▶ **Excerpts of location labeling data**
╭──

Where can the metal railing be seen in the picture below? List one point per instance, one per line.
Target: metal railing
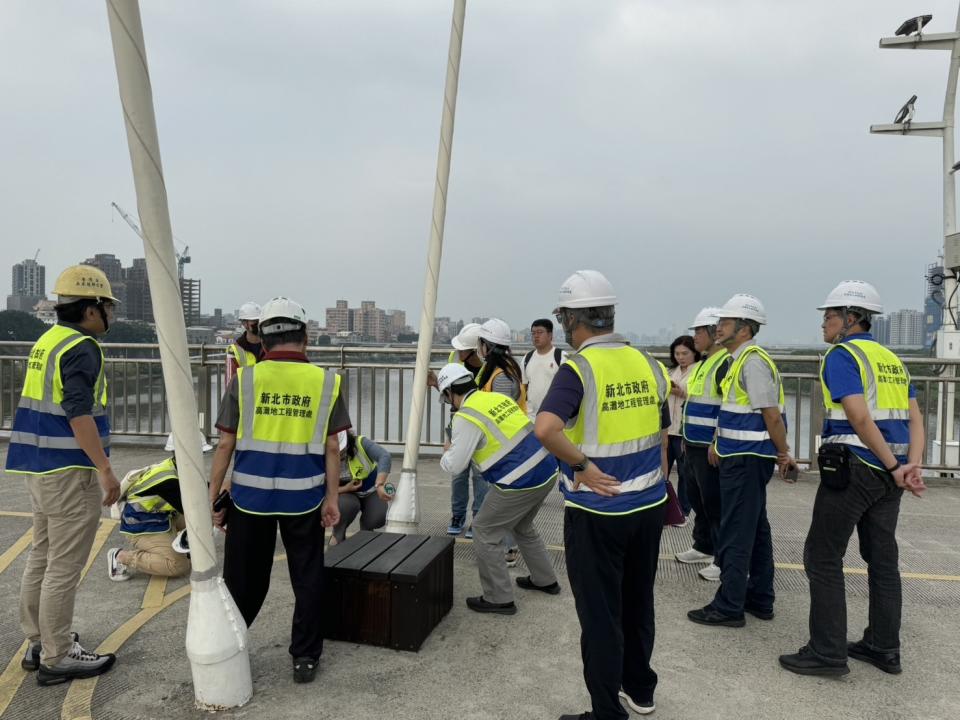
(378, 385)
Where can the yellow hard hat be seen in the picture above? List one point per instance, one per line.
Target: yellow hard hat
(83, 281)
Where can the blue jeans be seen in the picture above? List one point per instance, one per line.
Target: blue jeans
(458, 492)
(745, 542)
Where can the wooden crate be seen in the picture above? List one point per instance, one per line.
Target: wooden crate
(387, 589)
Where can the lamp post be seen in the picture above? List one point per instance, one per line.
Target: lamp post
(910, 36)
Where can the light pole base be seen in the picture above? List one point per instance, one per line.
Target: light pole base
(217, 647)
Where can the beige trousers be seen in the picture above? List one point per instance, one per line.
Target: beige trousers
(66, 513)
(153, 553)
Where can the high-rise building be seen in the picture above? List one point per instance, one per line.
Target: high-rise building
(112, 267)
(139, 304)
(906, 328)
(190, 298)
(29, 286)
(338, 318)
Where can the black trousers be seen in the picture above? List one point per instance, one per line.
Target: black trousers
(612, 567)
(248, 559)
(871, 504)
(705, 498)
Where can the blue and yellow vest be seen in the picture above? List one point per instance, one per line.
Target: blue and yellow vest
(280, 462)
(886, 389)
(510, 457)
(741, 429)
(145, 512)
(42, 441)
(702, 408)
(618, 427)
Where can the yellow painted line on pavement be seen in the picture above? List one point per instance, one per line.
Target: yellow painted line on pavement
(78, 704)
(13, 552)
(153, 595)
(11, 678)
(13, 675)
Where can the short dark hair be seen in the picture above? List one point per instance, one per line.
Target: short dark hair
(687, 342)
(73, 312)
(271, 340)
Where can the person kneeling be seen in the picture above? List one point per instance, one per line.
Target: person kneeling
(151, 518)
(493, 432)
(364, 489)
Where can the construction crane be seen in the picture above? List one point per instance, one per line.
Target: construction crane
(182, 257)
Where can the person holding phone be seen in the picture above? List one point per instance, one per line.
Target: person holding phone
(873, 441)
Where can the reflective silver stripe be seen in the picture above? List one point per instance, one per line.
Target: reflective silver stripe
(854, 440)
(745, 435)
(875, 413)
(525, 467)
(262, 483)
(637, 484)
(53, 443)
(625, 448)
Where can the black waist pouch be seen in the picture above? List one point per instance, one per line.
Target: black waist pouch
(833, 460)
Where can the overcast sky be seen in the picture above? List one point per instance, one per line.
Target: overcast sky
(687, 150)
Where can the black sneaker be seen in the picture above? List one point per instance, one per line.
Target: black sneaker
(886, 661)
(78, 663)
(305, 669)
(526, 582)
(456, 525)
(708, 616)
(759, 612)
(31, 658)
(804, 662)
(478, 604)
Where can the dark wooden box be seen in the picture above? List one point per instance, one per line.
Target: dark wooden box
(387, 589)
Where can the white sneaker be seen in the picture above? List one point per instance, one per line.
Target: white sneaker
(639, 708)
(711, 572)
(78, 663)
(692, 557)
(115, 569)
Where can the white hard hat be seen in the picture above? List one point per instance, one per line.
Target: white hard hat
(282, 308)
(854, 293)
(586, 288)
(496, 332)
(706, 317)
(249, 311)
(450, 374)
(744, 307)
(467, 338)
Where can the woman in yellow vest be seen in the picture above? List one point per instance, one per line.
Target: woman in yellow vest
(151, 517)
(364, 490)
(501, 373)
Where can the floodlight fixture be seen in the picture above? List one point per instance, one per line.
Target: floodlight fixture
(914, 25)
(906, 112)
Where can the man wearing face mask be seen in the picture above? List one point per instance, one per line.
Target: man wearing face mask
(493, 433)
(872, 447)
(751, 440)
(247, 348)
(604, 418)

╰──

▶ **Requirements**
Repeat only the lines from the one holding "Where can the black sneaker" through the last line of the data.

▶ **Solution for this problem**
Where can the black sneaker be seen in the picture above? List one point per instance, one per line.
Target: black sneaker
(886, 661)
(78, 663)
(305, 669)
(526, 582)
(456, 525)
(708, 616)
(759, 612)
(31, 658)
(804, 662)
(478, 604)
Where can the dark wooden box be seen in the picture above? List one point per instance, one per line.
Target: dark wooden box
(387, 589)
Where can the white sneaker be seen in the picture above? List one point per instance, one per line.
Target: white sneaker
(639, 708)
(711, 572)
(78, 663)
(692, 557)
(115, 569)
Where can the white hard hat be seen in the picture above? List one point per instance, one per line.
Target: white hard hat
(282, 308)
(854, 293)
(586, 288)
(496, 332)
(706, 317)
(249, 311)
(450, 374)
(744, 307)
(467, 338)
Where can the woman in yellow vest be seen in the picture above? List one point per instance, one per line.
Target: woman in yellow vest
(151, 517)
(364, 490)
(501, 373)
Where can the floodlight fixture be seen in the picture above? List one point per instance, one per line.
Target: floodlight fixture
(914, 25)
(906, 112)
Where can the man wearing face mask be seen in the picture above? List one point per instance, one per line.
Target: man wearing face mask
(493, 433)
(872, 447)
(751, 440)
(247, 348)
(604, 418)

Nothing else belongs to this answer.